Task statement -> Retype the part of the thread about keeping rummynose with angelfish that starts at the words "## Axelrodi202 (Jul" and ends after the words "(Jun 7, 2010)".

Selected text ->

--------------------

# rummynose with angelfish



## zachary908 (Feb 12, 2011)

They should be fine, I would be more worried about the angels making a snack out of the rummynose once they get big enough...


----------



## LCP136 (Aug 1, 2011)

A big angelfish may start eating rummynoses.


----------



## AdamP. (Sep 30, 2005)

cool! thanks for the info guys


----------



## Axelrodi202 (Jul 29, 2008)

It'd be a good idea to introduce the rummynoses first and let them gain them size before introducing the angelfish.


----------



## reignOfFred (Jun 7, 2010)

adult angels will eat young rummynose, but not adults.


----------



## ua hua (Oct 30, 2009)

LCP136 said:


> A big angelfish may start eating rummynoses.

--------------------

Stored rows ->
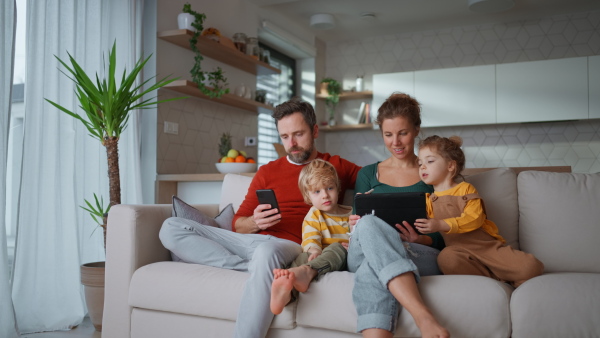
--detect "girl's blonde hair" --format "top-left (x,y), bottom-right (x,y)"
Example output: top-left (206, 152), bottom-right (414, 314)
top-left (298, 158), bottom-right (341, 205)
top-left (419, 135), bottom-right (465, 181)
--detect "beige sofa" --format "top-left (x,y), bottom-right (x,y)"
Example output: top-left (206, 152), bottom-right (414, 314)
top-left (102, 169), bottom-right (600, 338)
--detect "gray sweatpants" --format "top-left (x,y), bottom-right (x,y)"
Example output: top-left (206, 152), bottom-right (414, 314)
top-left (159, 217), bottom-right (302, 338)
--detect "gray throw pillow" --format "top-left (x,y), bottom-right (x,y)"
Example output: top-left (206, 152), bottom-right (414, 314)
top-left (171, 196), bottom-right (234, 231)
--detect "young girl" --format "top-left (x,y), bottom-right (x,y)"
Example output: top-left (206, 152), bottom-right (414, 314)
top-left (415, 136), bottom-right (544, 287)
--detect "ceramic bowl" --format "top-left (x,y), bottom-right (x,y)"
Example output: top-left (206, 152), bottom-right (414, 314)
top-left (215, 163), bottom-right (256, 174)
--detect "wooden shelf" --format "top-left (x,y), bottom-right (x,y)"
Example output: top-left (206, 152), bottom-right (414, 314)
top-left (317, 90), bottom-right (373, 100)
top-left (163, 80), bottom-right (274, 114)
top-left (158, 29), bottom-right (281, 75)
top-left (319, 123), bottom-right (373, 133)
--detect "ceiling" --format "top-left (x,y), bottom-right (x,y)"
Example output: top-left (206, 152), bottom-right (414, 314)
top-left (247, 0), bottom-right (600, 41)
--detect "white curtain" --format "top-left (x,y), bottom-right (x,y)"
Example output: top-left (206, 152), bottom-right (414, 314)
top-left (13, 0), bottom-right (143, 333)
top-left (0, 0), bottom-right (19, 338)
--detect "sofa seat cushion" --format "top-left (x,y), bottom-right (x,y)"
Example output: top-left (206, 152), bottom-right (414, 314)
top-left (129, 262), bottom-right (296, 329)
top-left (510, 272), bottom-right (600, 338)
top-left (517, 171), bottom-right (600, 272)
top-left (296, 272), bottom-right (513, 338)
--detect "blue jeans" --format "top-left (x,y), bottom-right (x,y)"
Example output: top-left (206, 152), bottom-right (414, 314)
top-left (159, 217), bottom-right (302, 338)
top-left (348, 215), bottom-right (441, 332)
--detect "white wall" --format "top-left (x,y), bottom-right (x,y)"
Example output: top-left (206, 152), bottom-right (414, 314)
top-left (326, 11), bottom-right (600, 172)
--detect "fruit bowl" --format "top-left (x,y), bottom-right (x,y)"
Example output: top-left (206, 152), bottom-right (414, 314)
top-left (215, 162), bottom-right (256, 174)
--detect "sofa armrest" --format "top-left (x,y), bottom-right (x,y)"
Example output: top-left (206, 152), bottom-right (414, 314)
top-left (102, 204), bottom-right (218, 338)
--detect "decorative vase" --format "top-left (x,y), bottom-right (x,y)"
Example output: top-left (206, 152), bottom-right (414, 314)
top-left (177, 13), bottom-right (196, 32)
top-left (80, 262), bottom-right (105, 332)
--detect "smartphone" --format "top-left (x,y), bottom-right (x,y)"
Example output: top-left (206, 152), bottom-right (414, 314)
top-left (256, 189), bottom-right (281, 213)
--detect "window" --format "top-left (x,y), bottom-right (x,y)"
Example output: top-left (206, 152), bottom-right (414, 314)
top-left (256, 44), bottom-right (296, 166)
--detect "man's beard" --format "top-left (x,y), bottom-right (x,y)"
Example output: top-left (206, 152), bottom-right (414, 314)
top-left (287, 144), bottom-right (315, 164)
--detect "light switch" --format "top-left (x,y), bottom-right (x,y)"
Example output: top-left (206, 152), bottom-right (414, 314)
top-left (165, 121), bottom-right (179, 135)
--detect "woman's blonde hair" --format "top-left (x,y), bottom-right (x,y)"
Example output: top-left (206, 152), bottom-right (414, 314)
top-left (419, 135), bottom-right (465, 181)
top-left (298, 158), bottom-right (341, 205)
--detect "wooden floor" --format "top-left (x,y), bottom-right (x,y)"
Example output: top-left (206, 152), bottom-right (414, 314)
top-left (21, 317), bottom-right (101, 338)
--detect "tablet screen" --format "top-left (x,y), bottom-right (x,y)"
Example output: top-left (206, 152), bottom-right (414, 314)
top-left (354, 192), bottom-right (427, 233)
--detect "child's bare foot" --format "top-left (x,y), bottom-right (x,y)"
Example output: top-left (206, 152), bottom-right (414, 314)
top-left (290, 265), bottom-right (317, 292)
top-left (271, 269), bottom-right (296, 315)
top-left (416, 316), bottom-right (450, 338)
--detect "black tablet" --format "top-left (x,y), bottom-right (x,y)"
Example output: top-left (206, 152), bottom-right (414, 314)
top-left (354, 192), bottom-right (427, 232)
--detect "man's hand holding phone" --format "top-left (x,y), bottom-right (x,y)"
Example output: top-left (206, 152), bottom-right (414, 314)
top-left (253, 189), bottom-right (281, 230)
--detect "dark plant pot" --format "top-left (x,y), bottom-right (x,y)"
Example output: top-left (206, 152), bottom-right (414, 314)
top-left (81, 262), bottom-right (105, 332)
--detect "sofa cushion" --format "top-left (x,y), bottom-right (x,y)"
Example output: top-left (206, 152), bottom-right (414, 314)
top-left (129, 262), bottom-right (296, 329)
top-left (219, 174), bottom-right (254, 211)
top-left (171, 196), bottom-right (235, 230)
top-left (517, 171), bottom-right (600, 274)
top-left (466, 168), bottom-right (519, 249)
top-left (510, 274), bottom-right (600, 338)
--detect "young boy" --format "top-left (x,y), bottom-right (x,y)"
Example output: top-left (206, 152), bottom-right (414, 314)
top-left (271, 159), bottom-right (352, 314)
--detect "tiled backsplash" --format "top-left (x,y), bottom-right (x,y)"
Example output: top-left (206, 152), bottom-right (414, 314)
top-left (321, 11), bottom-right (600, 173)
top-left (156, 89), bottom-right (258, 174)
top-left (326, 120), bottom-right (600, 173)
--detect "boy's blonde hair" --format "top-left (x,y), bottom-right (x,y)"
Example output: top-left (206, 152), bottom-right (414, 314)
top-left (298, 158), bottom-right (341, 205)
top-left (419, 135), bottom-right (465, 181)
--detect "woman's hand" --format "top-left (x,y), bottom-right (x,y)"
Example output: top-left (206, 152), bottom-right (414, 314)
top-left (348, 215), bottom-right (360, 232)
top-left (396, 221), bottom-right (420, 243)
top-left (415, 218), bottom-right (450, 234)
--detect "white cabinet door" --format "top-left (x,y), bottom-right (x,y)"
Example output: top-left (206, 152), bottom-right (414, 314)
top-left (415, 65), bottom-right (496, 127)
top-left (496, 57), bottom-right (588, 123)
top-left (588, 55), bottom-right (600, 119)
top-left (371, 72), bottom-right (418, 128)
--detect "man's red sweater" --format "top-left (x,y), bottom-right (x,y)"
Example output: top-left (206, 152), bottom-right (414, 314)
top-left (233, 153), bottom-right (360, 244)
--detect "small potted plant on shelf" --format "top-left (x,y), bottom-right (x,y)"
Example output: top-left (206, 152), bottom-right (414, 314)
top-left (183, 3), bottom-right (229, 98)
top-left (46, 42), bottom-right (183, 331)
top-left (321, 77), bottom-right (342, 126)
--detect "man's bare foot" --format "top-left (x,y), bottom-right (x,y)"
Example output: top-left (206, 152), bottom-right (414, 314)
top-left (271, 269), bottom-right (296, 315)
top-left (289, 265), bottom-right (317, 292)
top-left (416, 316), bottom-right (450, 338)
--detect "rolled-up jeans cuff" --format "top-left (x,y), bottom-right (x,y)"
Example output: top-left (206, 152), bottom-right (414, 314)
top-left (379, 259), bottom-right (421, 287)
top-left (356, 313), bottom-right (396, 332)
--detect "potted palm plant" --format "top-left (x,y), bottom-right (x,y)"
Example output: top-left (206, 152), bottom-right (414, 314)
top-left (46, 42), bottom-right (181, 331)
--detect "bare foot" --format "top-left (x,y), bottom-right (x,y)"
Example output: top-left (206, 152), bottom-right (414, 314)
top-left (271, 269), bottom-right (296, 315)
top-left (290, 265), bottom-right (317, 292)
top-left (416, 316), bottom-right (450, 338)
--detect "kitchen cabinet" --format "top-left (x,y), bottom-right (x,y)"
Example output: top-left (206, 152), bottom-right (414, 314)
top-left (414, 65), bottom-right (496, 127)
top-left (588, 55), bottom-right (600, 119)
top-left (317, 90), bottom-right (373, 101)
top-left (319, 123), bottom-right (373, 133)
top-left (496, 57), bottom-right (589, 123)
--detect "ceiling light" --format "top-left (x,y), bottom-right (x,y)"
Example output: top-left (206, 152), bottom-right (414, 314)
top-left (310, 14), bottom-right (335, 30)
top-left (469, 0), bottom-right (515, 14)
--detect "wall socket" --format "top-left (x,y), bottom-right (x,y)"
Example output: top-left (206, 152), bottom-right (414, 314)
top-left (164, 121), bottom-right (179, 135)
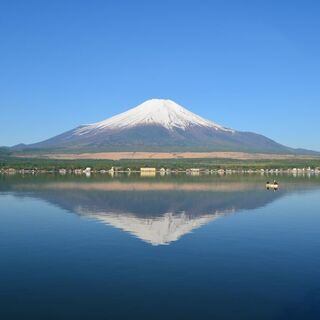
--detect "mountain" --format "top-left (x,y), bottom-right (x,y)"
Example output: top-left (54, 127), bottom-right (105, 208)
top-left (13, 99), bottom-right (318, 154)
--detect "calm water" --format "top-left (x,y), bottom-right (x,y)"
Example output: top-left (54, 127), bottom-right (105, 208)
top-left (0, 176), bottom-right (320, 320)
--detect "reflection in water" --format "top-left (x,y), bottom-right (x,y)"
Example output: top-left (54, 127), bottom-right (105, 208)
top-left (2, 178), bottom-right (318, 245)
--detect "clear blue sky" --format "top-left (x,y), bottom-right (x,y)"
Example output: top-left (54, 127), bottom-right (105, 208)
top-left (0, 0), bottom-right (320, 150)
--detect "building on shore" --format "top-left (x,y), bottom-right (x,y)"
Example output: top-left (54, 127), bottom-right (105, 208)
top-left (140, 168), bottom-right (157, 177)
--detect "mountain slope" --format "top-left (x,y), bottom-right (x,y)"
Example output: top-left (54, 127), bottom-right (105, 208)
top-left (15, 99), bottom-right (318, 153)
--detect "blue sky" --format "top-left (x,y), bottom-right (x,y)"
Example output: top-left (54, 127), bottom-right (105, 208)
top-left (0, 0), bottom-right (320, 150)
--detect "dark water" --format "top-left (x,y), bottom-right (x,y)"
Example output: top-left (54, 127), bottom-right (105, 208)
top-left (0, 176), bottom-right (320, 320)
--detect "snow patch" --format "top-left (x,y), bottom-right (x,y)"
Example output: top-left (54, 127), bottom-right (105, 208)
top-left (75, 99), bottom-right (233, 135)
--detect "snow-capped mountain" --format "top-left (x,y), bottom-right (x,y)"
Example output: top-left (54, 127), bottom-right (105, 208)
top-left (14, 99), bottom-right (316, 153)
top-left (75, 99), bottom-right (232, 135)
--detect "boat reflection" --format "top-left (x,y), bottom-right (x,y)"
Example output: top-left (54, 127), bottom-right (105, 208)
top-left (2, 178), bottom-right (318, 245)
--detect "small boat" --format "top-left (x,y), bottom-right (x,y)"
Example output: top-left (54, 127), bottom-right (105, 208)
top-left (266, 180), bottom-right (279, 190)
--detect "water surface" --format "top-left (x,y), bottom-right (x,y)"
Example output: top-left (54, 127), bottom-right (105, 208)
top-left (0, 176), bottom-right (320, 319)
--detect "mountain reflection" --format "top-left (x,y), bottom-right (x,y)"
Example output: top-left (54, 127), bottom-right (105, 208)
top-left (0, 178), bottom-right (318, 245)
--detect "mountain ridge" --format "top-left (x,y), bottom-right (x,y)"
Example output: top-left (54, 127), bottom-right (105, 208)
top-left (13, 99), bottom-right (319, 154)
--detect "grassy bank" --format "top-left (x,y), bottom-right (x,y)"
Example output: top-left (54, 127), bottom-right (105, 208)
top-left (0, 154), bottom-right (320, 170)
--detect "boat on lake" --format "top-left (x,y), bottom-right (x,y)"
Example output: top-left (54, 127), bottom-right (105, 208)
top-left (266, 180), bottom-right (279, 190)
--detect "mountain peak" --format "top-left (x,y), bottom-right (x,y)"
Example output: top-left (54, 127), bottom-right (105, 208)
top-left (78, 99), bottom-right (232, 134)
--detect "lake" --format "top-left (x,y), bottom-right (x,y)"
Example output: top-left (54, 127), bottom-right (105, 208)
top-left (0, 175), bottom-right (320, 320)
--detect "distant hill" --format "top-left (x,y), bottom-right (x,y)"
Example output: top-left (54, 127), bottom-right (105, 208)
top-left (12, 99), bottom-right (319, 155)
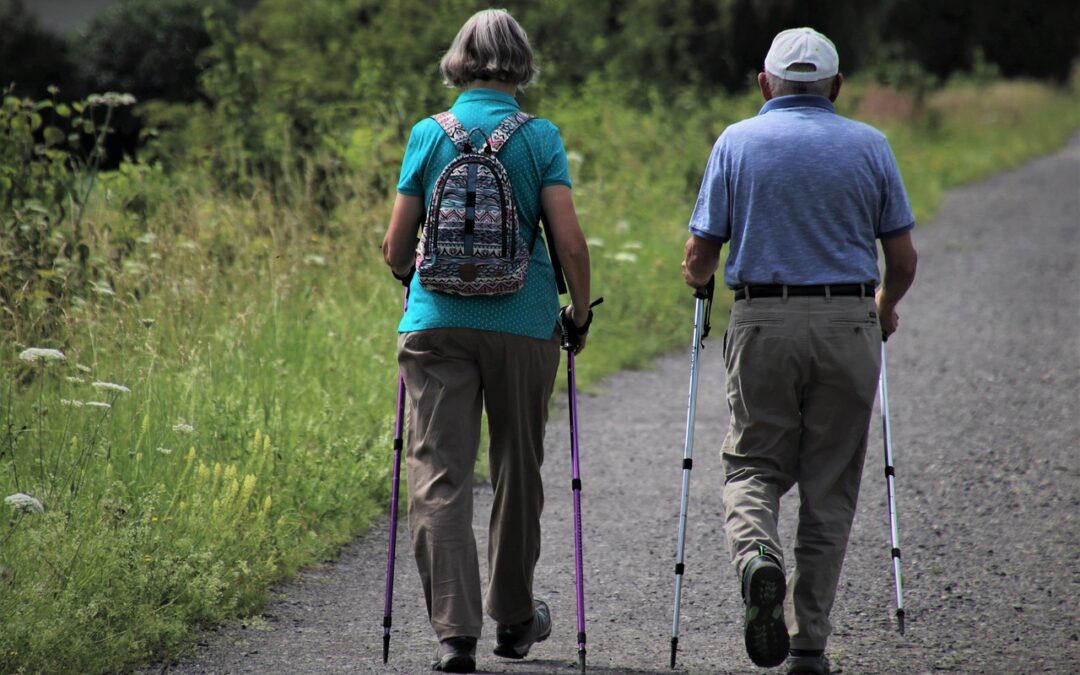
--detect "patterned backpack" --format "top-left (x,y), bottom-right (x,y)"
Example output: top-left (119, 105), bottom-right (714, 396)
top-left (416, 111), bottom-right (539, 296)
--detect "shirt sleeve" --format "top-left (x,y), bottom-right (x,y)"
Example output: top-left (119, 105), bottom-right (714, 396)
top-left (877, 139), bottom-right (915, 239)
top-left (397, 120), bottom-right (428, 197)
top-left (689, 135), bottom-right (731, 242)
top-left (540, 122), bottom-right (571, 188)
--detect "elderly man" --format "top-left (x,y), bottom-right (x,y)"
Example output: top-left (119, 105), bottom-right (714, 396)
top-left (683, 28), bottom-right (917, 675)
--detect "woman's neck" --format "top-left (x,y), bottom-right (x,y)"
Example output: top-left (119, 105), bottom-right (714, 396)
top-left (465, 80), bottom-right (517, 96)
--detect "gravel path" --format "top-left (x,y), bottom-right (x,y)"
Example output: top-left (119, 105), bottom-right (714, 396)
top-left (156, 136), bottom-right (1080, 675)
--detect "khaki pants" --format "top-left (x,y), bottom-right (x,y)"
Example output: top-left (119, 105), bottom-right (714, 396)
top-left (397, 328), bottom-right (559, 639)
top-left (723, 297), bottom-right (881, 649)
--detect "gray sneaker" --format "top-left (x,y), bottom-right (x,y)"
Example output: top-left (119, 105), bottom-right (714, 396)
top-left (787, 654), bottom-right (840, 675)
top-left (743, 555), bottom-right (788, 667)
top-left (495, 599), bottom-right (551, 659)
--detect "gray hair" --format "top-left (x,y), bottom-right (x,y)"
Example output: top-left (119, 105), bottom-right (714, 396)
top-left (438, 10), bottom-right (540, 89)
top-left (765, 64), bottom-right (838, 97)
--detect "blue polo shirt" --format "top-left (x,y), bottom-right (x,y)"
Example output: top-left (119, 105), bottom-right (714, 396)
top-left (690, 95), bottom-right (915, 288)
top-left (397, 89), bottom-right (570, 339)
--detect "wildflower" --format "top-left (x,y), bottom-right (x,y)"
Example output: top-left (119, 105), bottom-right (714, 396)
top-left (18, 347), bottom-right (67, 363)
top-left (3, 492), bottom-right (45, 513)
top-left (90, 380), bottom-right (132, 394)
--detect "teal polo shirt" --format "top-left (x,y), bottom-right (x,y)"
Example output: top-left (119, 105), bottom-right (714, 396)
top-left (397, 89), bottom-right (570, 339)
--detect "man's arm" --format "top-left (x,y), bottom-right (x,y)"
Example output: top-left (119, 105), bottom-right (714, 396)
top-left (876, 232), bottom-right (919, 338)
top-left (683, 235), bottom-right (723, 288)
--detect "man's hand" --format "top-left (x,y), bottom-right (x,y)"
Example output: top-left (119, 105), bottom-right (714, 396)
top-left (683, 237), bottom-right (720, 288)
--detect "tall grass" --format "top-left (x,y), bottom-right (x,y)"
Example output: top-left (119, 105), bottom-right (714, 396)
top-left (0, 72), bottom-right (1080, 673)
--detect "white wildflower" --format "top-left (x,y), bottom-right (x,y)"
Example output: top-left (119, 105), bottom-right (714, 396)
top-left (90, 380), bottom-right (132, 394)
top-left (3, 492), bottom-right (45, 513)
top-left (18, 347), bottom-right (67, 363)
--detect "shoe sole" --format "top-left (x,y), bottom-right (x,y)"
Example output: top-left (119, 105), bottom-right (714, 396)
top-left (744, 565), bottom-right (788, 667)
top-left (492, 631), bottom-right (551, 659)
top-left (431, 654), bottom-right (476, 673)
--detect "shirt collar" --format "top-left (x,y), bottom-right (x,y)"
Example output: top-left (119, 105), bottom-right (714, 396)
top-left (454, 87), bottom-right (521, 108)
top-left (758, 94), bottom-right (836, 114)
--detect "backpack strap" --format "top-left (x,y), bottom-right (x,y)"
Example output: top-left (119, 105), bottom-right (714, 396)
top-left (431, 110), bottom-right (472, 152)
top-left (483, 110), bottom-right (536, 154)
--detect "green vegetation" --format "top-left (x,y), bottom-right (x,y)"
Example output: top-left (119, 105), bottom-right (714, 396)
top-left (0, 0), bottom-right (1080, 673)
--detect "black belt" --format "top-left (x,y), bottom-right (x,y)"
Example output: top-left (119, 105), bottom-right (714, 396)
top-left (735, 284), bottom-right (874, 300)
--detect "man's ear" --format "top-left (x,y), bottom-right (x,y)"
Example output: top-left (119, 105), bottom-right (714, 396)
top-left (828, 72), bottom-right (843, 103)
top-left (757, 72), bottom-right (772, 100)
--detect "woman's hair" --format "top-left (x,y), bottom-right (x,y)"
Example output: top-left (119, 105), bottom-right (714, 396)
top-left (438, 10), bottom-right (540, 89)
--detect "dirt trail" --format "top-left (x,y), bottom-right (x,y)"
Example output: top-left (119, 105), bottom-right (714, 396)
top-left (154, 136), bottom-right (1080, 675)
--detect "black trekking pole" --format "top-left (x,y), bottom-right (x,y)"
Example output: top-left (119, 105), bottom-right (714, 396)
top-left (563, 298), bottom-right (604, 675)
top-left (878, 339), bottom-right (904, 635)
top-left (382, 286), bottom-right (408, 663)
top-left (671, 276), bottom-right (716, 669)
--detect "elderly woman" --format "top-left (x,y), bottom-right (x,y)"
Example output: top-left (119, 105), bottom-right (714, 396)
top-left (382, 10), bottom-right (590, 673)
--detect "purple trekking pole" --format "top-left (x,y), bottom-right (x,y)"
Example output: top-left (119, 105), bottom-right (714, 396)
top-left (563, 298), bottom-right (604, 675)
top-left (382, 287), bottom-right (408, 663)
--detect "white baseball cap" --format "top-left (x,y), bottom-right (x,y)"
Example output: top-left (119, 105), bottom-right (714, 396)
top-left (765, 28), bottom-right (840, 82)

--------------------

Response to this task ->
## Axelrodi202 (Jul 29, 2008)

It'd be a good idea to introduce the rummynoses first and let them gain them size before introducing the angelfish.


----------



## reignOfFred (Jun 7, 2010)